* START Provided text *
# Apologetic tracts



## Peairtach (Aug 23, 2009)

Does anyone know where one can get Gospel or Scripture tracts which incorporate apologetical material, preferrably British in style, but American would do?


----------



## JennyG (Aug 23, 2009)

Surely there are some by John Blanchard that are apologetic in emphasis, but I'm not sure who publishes them


----------



## Peairtach (Aug 23, 2009)

I thik they're more like booklets than tracts, but thanks for the reminder. I'll check Blanchard's stuff out again.


----------



## Hungus (Aug 23, 2009)

Monergism has the following resource: Publications of the American Tract Society (6 Volume Set) :: Modern Authors :: Monergism Books :: Reformed Books and Resources for Christians

You may well be able to contact the American Tract Society at American Tract Society :: 180 Years of Changing Lives and see if any of these older tracts are still available. If not, but the copy from monergism and republish them yourself, Most of them are well out of copyright and are now in the public domain. If you need help with this drop me a line.


----------



## JennyG (Aug 24, 2009)
* END Provided text *
* START Information given *
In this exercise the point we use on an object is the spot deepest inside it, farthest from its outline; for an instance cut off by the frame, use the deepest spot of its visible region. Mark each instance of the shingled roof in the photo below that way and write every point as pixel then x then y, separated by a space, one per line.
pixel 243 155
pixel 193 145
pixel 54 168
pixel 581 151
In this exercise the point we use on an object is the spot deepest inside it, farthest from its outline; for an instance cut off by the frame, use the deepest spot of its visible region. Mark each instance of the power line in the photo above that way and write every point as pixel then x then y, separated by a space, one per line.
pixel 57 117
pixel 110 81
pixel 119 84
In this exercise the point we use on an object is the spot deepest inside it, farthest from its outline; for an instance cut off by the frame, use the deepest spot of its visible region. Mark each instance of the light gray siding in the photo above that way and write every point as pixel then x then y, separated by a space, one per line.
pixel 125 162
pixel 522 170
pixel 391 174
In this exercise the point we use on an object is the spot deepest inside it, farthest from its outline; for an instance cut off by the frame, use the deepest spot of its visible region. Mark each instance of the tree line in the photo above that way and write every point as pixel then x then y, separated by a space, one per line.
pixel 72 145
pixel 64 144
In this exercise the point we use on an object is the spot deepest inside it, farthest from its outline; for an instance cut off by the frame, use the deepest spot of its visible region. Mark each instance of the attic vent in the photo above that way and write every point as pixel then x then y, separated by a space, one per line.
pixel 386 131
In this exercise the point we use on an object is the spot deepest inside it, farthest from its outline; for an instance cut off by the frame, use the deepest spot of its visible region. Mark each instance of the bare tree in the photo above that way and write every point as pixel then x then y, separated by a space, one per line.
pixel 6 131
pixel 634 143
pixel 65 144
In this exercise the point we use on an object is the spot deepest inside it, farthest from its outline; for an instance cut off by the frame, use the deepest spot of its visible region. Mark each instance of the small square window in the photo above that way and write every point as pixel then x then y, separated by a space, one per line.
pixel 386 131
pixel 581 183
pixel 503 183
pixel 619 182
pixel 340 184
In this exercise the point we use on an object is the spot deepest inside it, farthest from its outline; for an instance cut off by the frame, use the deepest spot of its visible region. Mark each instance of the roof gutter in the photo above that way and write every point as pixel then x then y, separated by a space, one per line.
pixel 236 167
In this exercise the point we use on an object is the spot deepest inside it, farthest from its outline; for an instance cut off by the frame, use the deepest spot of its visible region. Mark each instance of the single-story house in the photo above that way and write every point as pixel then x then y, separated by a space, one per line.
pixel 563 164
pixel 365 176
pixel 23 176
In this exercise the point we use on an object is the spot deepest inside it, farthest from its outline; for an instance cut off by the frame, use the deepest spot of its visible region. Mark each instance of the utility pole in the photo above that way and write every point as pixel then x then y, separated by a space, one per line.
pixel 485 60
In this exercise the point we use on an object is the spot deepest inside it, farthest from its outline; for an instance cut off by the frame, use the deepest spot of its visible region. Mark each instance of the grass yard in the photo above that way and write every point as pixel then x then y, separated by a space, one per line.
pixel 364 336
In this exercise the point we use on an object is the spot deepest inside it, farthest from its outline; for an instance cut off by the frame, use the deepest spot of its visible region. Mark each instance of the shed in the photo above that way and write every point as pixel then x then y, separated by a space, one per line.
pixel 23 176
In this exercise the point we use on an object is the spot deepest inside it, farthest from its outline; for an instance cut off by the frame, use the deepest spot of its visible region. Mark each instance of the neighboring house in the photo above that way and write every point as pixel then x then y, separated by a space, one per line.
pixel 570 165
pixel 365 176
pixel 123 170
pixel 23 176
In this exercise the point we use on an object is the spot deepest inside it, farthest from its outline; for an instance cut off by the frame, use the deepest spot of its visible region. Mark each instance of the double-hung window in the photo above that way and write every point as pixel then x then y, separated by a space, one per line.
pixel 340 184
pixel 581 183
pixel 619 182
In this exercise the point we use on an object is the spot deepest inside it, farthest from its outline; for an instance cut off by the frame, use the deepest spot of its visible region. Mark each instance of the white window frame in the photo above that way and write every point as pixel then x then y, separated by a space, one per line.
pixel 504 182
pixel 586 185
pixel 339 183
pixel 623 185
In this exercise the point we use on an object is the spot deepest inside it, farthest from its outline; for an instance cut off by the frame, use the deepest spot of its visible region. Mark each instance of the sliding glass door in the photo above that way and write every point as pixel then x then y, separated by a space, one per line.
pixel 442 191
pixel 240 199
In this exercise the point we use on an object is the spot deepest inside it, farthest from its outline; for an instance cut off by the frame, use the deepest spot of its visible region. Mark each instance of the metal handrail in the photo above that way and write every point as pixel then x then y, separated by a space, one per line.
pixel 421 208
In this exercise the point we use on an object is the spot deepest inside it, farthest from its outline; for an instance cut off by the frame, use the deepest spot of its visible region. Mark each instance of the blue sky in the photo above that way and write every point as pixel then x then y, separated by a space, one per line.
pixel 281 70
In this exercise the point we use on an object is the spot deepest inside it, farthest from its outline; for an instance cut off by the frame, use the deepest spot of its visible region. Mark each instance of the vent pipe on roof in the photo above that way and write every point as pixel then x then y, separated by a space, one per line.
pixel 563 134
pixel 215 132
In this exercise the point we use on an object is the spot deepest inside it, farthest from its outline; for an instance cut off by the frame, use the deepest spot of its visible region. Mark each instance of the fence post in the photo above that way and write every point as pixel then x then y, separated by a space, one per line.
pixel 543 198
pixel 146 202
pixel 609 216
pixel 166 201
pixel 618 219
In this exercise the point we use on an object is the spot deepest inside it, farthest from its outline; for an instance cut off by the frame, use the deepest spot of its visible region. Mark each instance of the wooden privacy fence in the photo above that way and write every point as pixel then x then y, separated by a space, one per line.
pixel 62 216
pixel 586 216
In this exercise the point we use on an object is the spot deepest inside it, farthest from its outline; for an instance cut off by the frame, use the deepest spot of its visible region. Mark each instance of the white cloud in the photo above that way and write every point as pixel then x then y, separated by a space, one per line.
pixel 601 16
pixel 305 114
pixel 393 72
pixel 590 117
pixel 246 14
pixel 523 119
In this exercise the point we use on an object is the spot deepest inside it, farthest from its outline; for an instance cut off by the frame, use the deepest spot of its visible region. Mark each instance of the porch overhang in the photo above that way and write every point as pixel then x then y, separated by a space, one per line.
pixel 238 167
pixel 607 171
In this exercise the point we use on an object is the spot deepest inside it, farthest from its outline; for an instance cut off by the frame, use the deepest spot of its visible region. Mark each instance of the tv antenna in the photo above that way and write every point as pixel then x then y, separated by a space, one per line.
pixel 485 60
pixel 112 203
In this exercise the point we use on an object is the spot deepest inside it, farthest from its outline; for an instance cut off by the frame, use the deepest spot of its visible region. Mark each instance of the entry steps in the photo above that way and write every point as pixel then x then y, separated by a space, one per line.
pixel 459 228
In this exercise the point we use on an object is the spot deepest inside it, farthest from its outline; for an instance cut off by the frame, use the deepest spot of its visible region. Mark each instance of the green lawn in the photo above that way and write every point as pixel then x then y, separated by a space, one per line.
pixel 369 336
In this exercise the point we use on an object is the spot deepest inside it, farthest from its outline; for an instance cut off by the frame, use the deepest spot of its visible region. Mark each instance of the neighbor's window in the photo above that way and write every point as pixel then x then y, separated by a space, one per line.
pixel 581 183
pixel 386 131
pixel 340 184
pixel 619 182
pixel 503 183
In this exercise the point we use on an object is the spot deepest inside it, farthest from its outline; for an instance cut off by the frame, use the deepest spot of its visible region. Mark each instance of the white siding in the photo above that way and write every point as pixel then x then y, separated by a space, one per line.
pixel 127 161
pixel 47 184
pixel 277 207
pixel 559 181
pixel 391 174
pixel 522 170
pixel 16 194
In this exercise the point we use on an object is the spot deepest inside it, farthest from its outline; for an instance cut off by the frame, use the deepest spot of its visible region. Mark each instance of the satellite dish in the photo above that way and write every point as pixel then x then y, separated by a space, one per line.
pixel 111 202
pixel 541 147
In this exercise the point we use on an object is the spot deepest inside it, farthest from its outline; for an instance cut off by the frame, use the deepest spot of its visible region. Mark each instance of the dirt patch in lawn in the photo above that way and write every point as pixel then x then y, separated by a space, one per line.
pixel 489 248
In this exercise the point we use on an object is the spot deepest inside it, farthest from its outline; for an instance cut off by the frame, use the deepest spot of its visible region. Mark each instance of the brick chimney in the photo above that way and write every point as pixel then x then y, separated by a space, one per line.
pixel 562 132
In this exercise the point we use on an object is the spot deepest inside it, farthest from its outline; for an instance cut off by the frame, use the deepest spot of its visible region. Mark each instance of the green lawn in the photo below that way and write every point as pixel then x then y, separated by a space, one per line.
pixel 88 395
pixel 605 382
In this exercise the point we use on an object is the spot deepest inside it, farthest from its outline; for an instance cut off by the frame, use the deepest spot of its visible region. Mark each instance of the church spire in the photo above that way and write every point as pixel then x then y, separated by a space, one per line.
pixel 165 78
* END Information given *
Exercise goal: Resume the forum thread on apologetic tracts, picking up right after its last line.

Right answer:
*d i y*

I saw a couple of tracts only the other day that bore the name of the Outreach Committee, Free Presbyterian Church of Scotland -
www.fpchurch.org.uk 
plus an email, [email protected].

(You probably know about these people already). Those tracts weren't what you're looking for, but my thought was, why not write your own? You're well able to, and they could produce it. 
If you do, let me know and I will order some!


----------



## jason d (Aug 24, 2009)

This group is Reformed and some of their tracts have some good apologetics: Evangelism Team


----------



## Sven (Aug 24, 2009)

Vic Lockman has some pretty good apologetical tracts here: Vic Lockman Cartoonist For Hire

I have a few of John Blanchard's tracts as well, and they are very good.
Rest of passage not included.